Exercise: Render the records below as a two-column CSV with the columns request and points, one row per record. Put each record's text and its answer in one quoted field each, turn line breaks into spaces, and leave the pictures out.

++++ Exercise inputs ++++

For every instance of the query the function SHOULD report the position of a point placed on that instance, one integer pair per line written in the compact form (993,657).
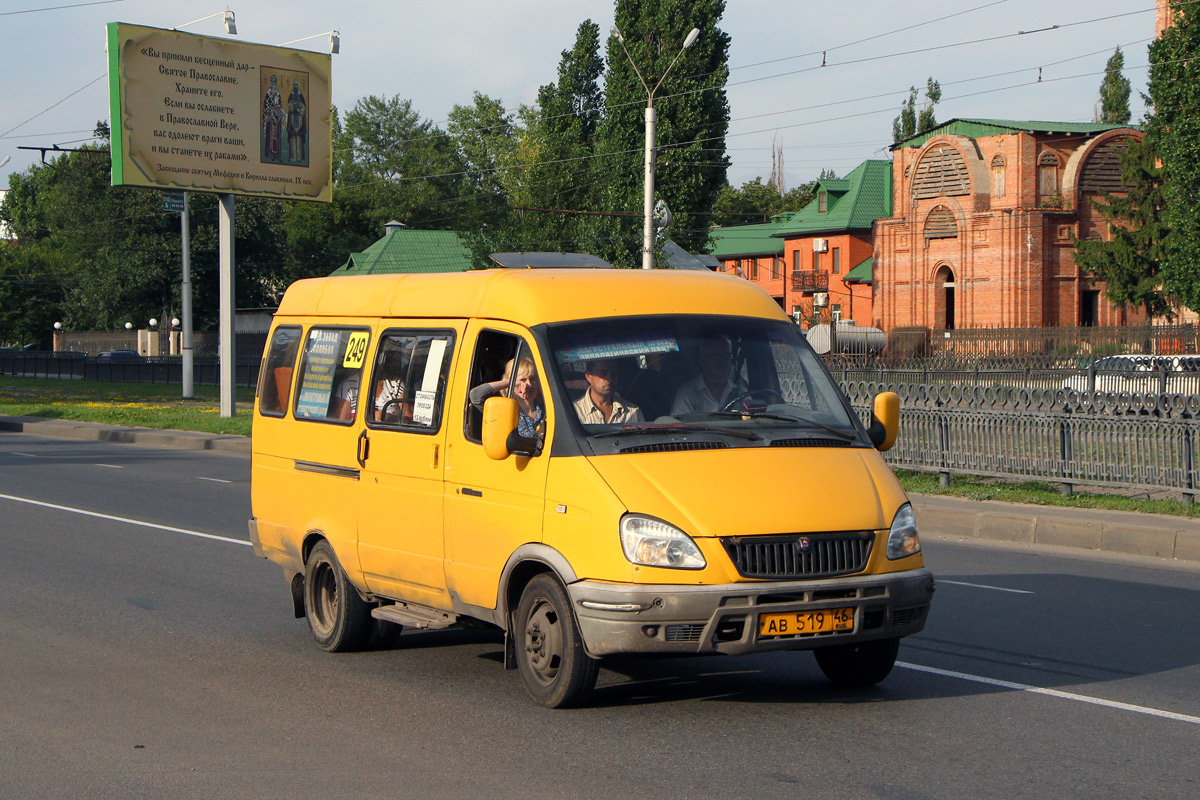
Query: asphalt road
(145,653)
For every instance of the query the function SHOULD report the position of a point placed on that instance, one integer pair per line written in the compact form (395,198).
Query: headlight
(903,540)
(654,542)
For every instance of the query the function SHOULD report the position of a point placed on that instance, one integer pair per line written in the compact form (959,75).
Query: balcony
(810,281)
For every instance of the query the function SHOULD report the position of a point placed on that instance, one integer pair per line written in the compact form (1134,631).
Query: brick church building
(982,226)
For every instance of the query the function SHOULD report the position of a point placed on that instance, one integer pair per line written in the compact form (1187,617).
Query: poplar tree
(1115,91)
(1174,131)
(693,120)
(1129,260)
(912,120)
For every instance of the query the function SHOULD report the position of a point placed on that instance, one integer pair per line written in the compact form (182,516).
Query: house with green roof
(751,252)
(403,250)
(816,260)
(983,223)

++++

Exercise solution:
request,points
"For every instance of the query the function SHOULD report the position of a point placed on that instance, one integer pair per line written in the compact form (993,657). Query: asphalt road","(145,653)"
"For every instance of the query the function SHOULD report the position of a point placed on that instance, one integer pair per line written in the compact form (395,198). Query: headlight","(903,540) (654,542)"
"For every instance of the query the function SHOULD report the position of a point placed on that instance, one integer pair per line written in the compact form (959,75). Query: balcony","(810,281)"
"For every instance of the query the function SHOULD report the position of a point placed on that instance, one integer pair per line written in the compact form (1134,631). Query: brick church building","(982,226)"
"For every instance of the query the function SHOULD report the position of a point placed on that instance, one integer pair per line written in the compact form (1187,617). Query: poplar tree","(1115,91) (1174,131) (693,120) (1129,260) (912,120)"
"For every instance of the query the function SHOULD report the position of a point placed on that instance, one integer pair per line written in the compact form (182,516). Query: house with green roof","(751,252) (403,250) (816,260) (983,223)"